▸ Your assignment: Exactly the lines from the beginning of the material to the line with "spot the pointed arch" are to be repeated, both ends included.

━━ Records to process

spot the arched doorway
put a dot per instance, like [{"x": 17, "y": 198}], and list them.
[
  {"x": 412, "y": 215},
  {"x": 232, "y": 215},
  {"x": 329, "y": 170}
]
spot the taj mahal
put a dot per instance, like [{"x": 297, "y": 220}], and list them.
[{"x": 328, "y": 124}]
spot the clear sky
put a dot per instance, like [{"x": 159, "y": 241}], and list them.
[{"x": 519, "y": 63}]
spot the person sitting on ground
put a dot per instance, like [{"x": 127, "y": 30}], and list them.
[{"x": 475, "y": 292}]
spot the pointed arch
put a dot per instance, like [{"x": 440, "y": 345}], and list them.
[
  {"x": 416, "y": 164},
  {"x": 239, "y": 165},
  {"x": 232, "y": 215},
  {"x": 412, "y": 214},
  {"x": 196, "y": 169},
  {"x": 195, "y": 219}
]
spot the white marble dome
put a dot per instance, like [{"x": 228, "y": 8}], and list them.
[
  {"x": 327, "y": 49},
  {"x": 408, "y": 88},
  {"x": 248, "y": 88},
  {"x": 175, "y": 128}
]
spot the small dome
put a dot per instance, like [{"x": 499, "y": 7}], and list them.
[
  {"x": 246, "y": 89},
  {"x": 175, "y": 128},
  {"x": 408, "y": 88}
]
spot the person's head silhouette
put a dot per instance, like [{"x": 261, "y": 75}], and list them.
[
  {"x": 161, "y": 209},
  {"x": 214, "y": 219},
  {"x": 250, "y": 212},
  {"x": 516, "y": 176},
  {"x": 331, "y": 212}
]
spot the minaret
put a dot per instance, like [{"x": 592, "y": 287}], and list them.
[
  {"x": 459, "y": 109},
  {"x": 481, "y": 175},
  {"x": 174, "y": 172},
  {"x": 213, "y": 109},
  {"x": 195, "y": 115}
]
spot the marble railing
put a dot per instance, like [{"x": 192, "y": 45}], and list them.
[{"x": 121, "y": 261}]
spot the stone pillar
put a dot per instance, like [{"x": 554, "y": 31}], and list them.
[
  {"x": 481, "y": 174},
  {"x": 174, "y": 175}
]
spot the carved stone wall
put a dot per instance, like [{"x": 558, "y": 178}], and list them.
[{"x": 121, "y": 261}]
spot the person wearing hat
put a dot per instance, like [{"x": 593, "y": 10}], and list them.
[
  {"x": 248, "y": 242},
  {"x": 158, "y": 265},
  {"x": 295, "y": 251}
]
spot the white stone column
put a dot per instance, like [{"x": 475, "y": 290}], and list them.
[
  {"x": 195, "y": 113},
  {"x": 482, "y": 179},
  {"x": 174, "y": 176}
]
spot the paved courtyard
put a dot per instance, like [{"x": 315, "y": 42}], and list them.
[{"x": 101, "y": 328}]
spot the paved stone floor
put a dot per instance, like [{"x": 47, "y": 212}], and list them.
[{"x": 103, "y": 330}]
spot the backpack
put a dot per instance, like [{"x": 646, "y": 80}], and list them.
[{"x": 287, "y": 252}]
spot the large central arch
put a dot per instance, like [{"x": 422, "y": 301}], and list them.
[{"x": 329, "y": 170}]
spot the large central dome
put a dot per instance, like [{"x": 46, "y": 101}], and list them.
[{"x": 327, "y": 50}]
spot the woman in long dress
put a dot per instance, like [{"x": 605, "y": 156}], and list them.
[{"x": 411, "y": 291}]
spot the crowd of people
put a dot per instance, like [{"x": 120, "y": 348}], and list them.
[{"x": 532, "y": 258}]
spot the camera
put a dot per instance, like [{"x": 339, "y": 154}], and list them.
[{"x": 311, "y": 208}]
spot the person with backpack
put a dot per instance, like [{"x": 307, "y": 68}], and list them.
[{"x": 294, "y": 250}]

━━━━

▸ Written answer:
spot the arched doorway
put a dot per instance, like [{"x": 17, "y": 198}], and list them.
[
  {"x": 412, "y": 215},
  {"x": 232, "y": 215},
  {"x": 329, "y": 170}
]
spot the taj mahal
put a dot per instance, like [{"x": 297, "y": 220}], and list them.
[{"x": 328, "y": 124}]
spot the clear sky
put a dot per instance, like [{"x": 159, "y": 241}], and list them.
[{"x": 519, "y": 63}]
spot the person sitting on ground
put a dot per instance, like [{"x": 127, "y": 30}], and list them.
[{"x": 475, "y": 292}]
spot the pointed arch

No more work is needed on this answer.